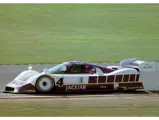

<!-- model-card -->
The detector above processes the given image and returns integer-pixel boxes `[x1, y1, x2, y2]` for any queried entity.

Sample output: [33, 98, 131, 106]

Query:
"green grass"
[0, 1, 159, 64]
[0, 102, 159, 119]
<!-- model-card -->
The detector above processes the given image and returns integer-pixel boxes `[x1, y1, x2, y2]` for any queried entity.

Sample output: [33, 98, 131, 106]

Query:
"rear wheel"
[35, 75, 55, 93]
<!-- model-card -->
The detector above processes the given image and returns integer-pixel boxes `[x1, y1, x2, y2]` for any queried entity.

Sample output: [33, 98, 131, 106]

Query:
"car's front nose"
[3, 83, 35, 93]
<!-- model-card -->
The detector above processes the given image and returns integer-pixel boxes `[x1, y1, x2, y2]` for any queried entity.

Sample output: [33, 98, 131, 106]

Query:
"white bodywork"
[6, 59, 154, 93]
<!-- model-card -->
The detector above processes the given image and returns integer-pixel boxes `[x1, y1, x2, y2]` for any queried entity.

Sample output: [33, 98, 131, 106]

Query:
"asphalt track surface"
[0, 63, 159, 102]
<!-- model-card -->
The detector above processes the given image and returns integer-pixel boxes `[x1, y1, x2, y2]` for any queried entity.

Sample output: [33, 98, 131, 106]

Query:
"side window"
[70, 65, 84, 73]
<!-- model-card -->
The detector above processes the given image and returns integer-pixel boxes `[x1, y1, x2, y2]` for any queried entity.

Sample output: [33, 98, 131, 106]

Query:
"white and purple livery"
[4, 58, 153, 93]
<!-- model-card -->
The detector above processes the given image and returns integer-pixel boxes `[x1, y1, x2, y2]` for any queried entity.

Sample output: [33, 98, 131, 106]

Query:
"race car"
[4, 58, 152, 93]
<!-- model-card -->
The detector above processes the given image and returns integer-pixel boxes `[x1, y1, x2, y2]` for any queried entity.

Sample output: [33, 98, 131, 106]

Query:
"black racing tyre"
[35, 75, 55, 93]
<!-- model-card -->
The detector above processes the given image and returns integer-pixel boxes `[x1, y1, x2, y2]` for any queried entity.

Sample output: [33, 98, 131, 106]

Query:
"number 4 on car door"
[56, 78, 63, 87]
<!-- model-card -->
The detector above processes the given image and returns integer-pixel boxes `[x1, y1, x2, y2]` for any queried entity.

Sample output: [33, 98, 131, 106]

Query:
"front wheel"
[35, 75, 55, 93]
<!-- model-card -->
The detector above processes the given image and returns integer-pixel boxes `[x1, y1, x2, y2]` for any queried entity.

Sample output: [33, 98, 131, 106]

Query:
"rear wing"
[120, 58, 155, 71]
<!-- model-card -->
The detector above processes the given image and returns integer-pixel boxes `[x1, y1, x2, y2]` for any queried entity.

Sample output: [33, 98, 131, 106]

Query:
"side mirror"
[91, 68, 96, 74]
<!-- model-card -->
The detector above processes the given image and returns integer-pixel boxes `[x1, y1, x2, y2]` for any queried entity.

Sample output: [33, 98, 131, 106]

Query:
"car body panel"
[5, 59, 153, 93]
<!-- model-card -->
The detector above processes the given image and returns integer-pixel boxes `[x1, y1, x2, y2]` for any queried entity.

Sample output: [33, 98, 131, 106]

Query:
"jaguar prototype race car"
[4, 58, 155, 93]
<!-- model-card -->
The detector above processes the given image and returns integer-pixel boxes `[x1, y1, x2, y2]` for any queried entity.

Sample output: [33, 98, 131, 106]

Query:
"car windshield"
[48, 63, 66, 74]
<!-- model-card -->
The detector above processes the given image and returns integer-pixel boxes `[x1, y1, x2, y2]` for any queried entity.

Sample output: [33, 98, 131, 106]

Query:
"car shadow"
[21, 91, 149, 96]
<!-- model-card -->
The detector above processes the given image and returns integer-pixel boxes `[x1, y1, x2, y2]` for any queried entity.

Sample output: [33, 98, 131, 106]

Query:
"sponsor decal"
[66, 85, 86, 90]
[80, 77, 83, 83]
[100, 86, 107, 88]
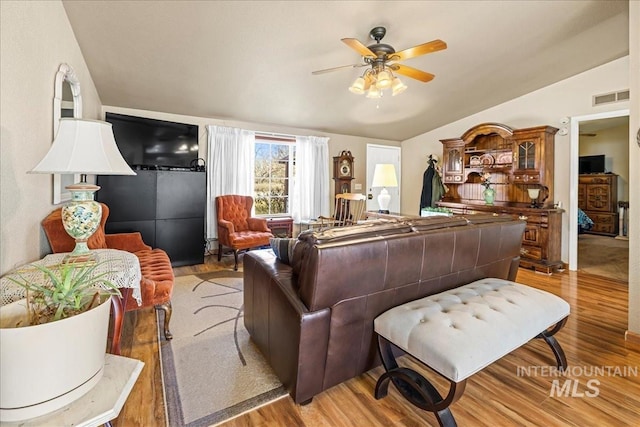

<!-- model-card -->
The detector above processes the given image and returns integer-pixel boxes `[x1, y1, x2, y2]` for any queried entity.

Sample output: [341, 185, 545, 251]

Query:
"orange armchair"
[216, 195, 273, 271]
[42, 203, 175, 354]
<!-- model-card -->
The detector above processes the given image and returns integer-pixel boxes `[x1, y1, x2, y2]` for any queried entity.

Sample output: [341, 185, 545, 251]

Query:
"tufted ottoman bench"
[374, 278, 569, 426]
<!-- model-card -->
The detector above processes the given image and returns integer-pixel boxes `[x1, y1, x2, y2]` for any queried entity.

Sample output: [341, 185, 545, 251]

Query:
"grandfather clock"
[333, 150, 353, 194]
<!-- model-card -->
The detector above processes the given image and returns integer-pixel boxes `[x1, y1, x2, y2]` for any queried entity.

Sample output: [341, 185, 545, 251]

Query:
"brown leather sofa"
[244, 215, 525, 403]
[42, 203, 175, 354]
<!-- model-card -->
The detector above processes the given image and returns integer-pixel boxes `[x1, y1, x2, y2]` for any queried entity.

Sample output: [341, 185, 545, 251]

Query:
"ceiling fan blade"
[341, 38, 377, 58]
[391, 64, 435, 83]
[390, 40, 447, 61]
[311, 64, 368, 74]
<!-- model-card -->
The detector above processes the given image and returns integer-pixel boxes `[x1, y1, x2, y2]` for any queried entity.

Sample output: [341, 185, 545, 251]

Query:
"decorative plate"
[469, 156, 482, 166]
[496, 152, 513, 165]
[480, 153, 496, 166]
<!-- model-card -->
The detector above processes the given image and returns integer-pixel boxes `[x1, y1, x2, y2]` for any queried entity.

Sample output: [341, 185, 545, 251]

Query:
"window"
[253, 135, 295, 216]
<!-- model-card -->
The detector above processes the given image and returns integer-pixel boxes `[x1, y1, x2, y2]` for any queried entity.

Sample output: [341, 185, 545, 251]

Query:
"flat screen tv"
[106, 113, 198, 170]
[578, 154, 605, 174]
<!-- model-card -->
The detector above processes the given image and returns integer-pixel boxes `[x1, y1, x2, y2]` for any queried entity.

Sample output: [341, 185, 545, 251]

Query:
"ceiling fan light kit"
[312, 27, 447, 98]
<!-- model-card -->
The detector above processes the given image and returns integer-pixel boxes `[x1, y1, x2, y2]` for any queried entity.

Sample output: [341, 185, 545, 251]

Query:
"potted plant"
[0, 262, 120, 422]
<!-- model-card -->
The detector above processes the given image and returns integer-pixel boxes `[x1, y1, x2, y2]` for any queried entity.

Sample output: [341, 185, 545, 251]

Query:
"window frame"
[253, 134, 296, 218]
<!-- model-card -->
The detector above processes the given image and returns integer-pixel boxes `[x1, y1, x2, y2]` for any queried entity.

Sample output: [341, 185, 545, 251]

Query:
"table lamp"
[29, 118, 136, 262]
[371, 163, 398, 214]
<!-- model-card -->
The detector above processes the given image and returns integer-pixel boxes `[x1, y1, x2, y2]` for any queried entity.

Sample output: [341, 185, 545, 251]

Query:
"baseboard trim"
[624, 330, 640, 346]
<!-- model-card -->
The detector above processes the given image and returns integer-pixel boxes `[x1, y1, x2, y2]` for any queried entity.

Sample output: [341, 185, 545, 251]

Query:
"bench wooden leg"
[155, 301, 173, 340]
[375, 335, 466, 427]
[536, 317, 568, 371]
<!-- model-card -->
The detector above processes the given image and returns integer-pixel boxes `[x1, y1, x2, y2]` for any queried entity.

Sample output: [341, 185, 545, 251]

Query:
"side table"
[0, 354, 144, 427]
[267, 217, 293, 237]
[0, 249, 142, 354]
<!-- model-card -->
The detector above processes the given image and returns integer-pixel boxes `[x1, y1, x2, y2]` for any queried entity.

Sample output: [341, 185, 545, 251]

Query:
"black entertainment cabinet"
[96, 170, 207, 267]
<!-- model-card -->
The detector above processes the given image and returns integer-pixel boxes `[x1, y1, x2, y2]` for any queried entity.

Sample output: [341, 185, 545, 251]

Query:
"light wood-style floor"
[114, 257, 640, 427]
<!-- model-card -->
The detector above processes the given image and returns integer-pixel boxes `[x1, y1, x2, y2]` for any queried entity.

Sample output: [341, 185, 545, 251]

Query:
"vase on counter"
[482, 187, 496, 206]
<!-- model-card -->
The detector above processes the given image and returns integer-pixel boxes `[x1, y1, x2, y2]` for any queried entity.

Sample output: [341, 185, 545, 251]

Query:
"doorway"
[569, 109, 629, 271]
[367, 144, 402, 213]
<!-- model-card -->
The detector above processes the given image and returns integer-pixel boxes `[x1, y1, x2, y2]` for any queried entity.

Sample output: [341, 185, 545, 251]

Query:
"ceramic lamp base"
[62, 182, 102, 262]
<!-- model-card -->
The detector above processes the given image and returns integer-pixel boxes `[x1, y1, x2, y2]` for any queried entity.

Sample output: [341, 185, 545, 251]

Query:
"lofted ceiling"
[63, 0, 629, 141]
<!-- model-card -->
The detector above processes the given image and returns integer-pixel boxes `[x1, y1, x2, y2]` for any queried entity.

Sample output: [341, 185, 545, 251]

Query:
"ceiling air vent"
[593, 89, 629, 106]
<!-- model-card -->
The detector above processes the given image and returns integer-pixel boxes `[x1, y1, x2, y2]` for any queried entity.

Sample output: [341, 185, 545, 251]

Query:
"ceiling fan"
[311, 27, 447, 98]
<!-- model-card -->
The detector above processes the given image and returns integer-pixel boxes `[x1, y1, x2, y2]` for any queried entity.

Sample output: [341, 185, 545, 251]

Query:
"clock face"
[340, 160, 351, 176]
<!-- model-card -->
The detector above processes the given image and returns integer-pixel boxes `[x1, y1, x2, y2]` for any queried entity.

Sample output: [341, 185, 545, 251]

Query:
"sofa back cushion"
[294, 220, 524, 311]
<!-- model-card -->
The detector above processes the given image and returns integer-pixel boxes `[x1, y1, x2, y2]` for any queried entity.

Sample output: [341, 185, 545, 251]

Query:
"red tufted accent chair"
[42, 203, 174, 354]
[216, 195, 273, 270]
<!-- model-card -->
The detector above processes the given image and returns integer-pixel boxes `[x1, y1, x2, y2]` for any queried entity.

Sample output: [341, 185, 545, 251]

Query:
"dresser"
[578, 173, 618, 236]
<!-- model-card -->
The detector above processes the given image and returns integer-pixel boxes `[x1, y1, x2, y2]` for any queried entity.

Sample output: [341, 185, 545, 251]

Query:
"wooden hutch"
[438, 123, 564, 273]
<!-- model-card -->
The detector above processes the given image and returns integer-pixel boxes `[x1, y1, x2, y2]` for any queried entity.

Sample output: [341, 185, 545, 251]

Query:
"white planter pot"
[0, 298, 111, 422]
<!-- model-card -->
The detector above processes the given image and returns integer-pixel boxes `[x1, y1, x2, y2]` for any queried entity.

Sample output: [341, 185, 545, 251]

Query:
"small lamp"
[29, 118, 136, 262]
[371, 163, 398, 213]
[527, 188, 540, 208]
[349, 77, 365, 95]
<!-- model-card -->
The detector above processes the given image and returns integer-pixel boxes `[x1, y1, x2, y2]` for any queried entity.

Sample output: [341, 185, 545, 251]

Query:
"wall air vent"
[593, 89, 629, 106]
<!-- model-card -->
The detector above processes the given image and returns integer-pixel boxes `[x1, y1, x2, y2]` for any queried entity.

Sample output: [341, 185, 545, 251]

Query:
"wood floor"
[114, 257, 640, 427]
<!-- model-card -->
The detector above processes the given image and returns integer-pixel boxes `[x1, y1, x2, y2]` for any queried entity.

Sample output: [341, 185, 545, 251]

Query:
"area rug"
[158, 271, 287, 427]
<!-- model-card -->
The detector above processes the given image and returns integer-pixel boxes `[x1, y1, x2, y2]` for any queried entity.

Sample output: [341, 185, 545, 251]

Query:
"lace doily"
[0, 249, 142, 306]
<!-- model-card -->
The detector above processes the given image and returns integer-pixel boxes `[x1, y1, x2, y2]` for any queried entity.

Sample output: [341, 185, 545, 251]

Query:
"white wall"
[0, 0, 101, 274]
[628, 1, 640, 343]
[401, 57, 638, 262]
[103, 106, 400, 203]
[578, 125, 629, 201]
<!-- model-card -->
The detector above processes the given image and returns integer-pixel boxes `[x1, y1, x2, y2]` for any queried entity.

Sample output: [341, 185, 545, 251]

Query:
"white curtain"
[291, 136, 331, 222]
[207, 125, 256, 239]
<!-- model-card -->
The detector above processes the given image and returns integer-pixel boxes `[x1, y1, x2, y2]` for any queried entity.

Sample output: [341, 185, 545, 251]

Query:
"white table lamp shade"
[371, 163, 398, 187]
[371, 163, 398, 213]
[30, 118, 136, 175]
[30, 118, 136, 262]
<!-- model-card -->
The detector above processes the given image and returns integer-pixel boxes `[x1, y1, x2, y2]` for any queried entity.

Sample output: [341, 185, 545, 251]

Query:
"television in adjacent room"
[578, 154, 605, 174]
[106, 113, 198, 170]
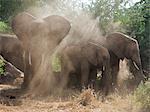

*****

> [Your objective]:
Gather every line of the listing above that contains the word "sofa". Matches must have the same case.

> [Response to this exercise]:
"brown leather sofa"
"sofa back cushion"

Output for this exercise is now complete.